**What to do:**
Copy each line below that contains "like".

**Data to use:**
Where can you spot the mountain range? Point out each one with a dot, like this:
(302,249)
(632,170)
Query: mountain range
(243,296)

* * *

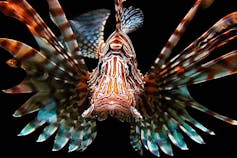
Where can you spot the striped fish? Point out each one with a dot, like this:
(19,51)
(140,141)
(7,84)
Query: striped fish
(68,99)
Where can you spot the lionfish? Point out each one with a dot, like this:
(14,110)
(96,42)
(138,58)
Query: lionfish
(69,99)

**Output of the exercise:**
Where can you spot the mountain range? Point out each one with a dot, like this:
Where can you spot the striped fish? Point out each one with a dot, like this:
Where can you spot the lionfish? Point out each one with a dot, like this:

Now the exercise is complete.